**Explore the material:**
[A] In the article on the Computrace anti-theft software, what reason does Gardner give for saying that external attacks on Computrace cannot take place? Answer in one to three sentences.
[B] Continue the article on the Computrace anti-theft software from its last sentence.

**Page extract:**
#####

The developer of the Computrace anti-theft mechanism shipped with millions of PCs which was recently claimed to be vulnerable to remote hijacking has rubbished the report as inaccurate and based on old research.
Absolute Software chief technology officer Phil Gardner told iTnews the Computrace analysis by security vendor Kaspersky was flawed, and his company had not been contacted to verify the findings.
Allowing vendors whose products are affected time to test and remedy problems before publication is the customary process for newly-discovered security issues.
"We’ve reviewed the report ... and we are unable to determine how Kaspersky was able to reach the conclusions they provide," Gardner said.
Kaspersky had found the software could be compromised remotely and used to hijack devices and wipe them.
Gardner said there was no transmission in clear text of any data and the software agent requires authentication. Nor can external attacks take place as the communication is encrypted and authenticated - the encryption would have to be broken first, Gardner said.
He said Computrace does not hide itself from anti-virus software, nor is it a root kit that rejects an administrator's commands to stop functioning or be deleted.
Computrace is only pre-activated under certain scenarios when the customer requests it as a time-saving measure, the company states. It cannot be activated without a customer's knowledge and is always under the control of an administrator.

#####

**Records from a data source:**
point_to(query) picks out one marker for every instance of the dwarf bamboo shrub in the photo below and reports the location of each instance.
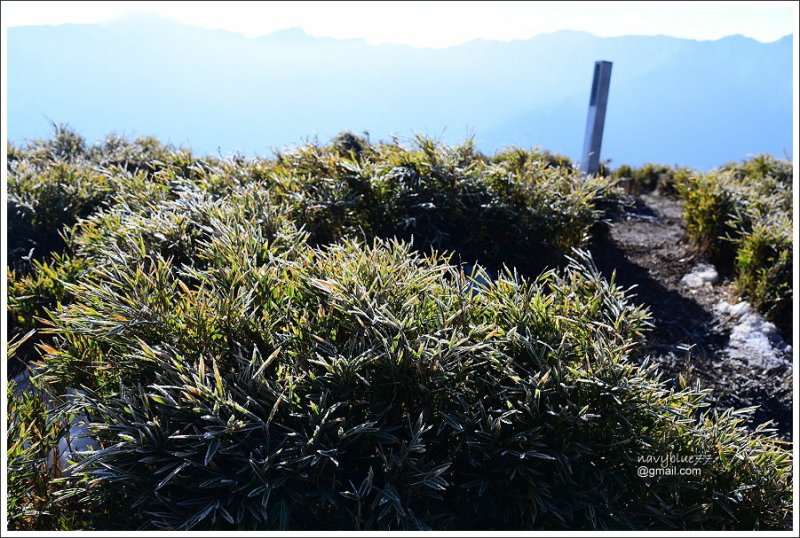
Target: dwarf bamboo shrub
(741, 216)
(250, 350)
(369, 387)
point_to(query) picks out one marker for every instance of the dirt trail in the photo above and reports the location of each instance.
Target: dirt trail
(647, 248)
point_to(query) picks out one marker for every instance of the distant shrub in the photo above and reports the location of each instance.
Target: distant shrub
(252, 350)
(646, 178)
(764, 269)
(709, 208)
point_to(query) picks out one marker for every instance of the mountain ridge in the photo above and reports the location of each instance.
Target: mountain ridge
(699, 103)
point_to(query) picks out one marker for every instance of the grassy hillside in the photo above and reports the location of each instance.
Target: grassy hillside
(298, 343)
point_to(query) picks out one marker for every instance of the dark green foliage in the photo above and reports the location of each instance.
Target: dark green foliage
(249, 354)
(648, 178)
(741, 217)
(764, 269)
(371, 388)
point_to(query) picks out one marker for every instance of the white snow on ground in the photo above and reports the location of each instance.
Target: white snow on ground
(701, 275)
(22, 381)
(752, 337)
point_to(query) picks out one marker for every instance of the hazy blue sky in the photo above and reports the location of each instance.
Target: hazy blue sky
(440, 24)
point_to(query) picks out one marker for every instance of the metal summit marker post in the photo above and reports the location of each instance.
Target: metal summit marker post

#####

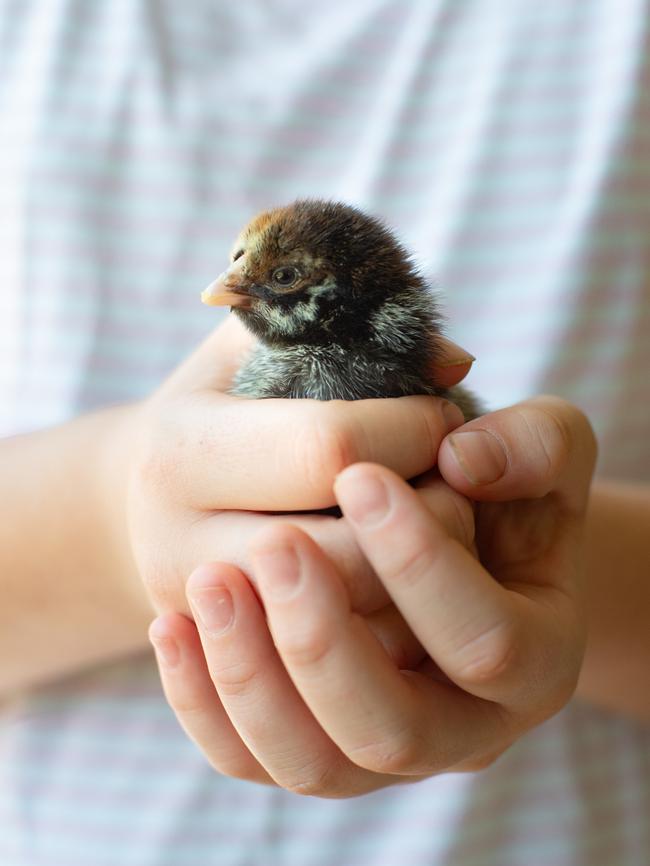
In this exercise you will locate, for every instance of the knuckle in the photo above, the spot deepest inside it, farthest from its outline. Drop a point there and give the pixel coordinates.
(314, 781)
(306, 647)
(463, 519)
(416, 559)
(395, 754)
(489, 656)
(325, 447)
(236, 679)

#####

**Responses by item number:**
[A] Gardner says external attacks cannot take place because Computrace's communication is encrypted and authenticated. An attacker would first have to break the encryption.

[B]
Kaspersky appears to have based its report on prior research presented at the Black Hat security conference in 2009, which Absolute Software said was conducted with an unreleased code module that could not be activated and therefore was unable to be exploited by attackers.
Absolute Software noted Kaspersky has not shown any evidence of a successful attack on Computrace, or use it as a platform for other attacks such as delivery of spyware.
Update 10:50am: Kaspersky said in a statement it had contacted Absolute Software on February 3 with a draft version of the paper but received no response.
"Although Absolute Computrace is a legitimate software, due to security weaknesses it can be used not as a protection tool, but as an instrument for cyber attacks," it said.
"As a security company we believe it’s our job to warn people about potential serious risks hidden in Absolute Computrace."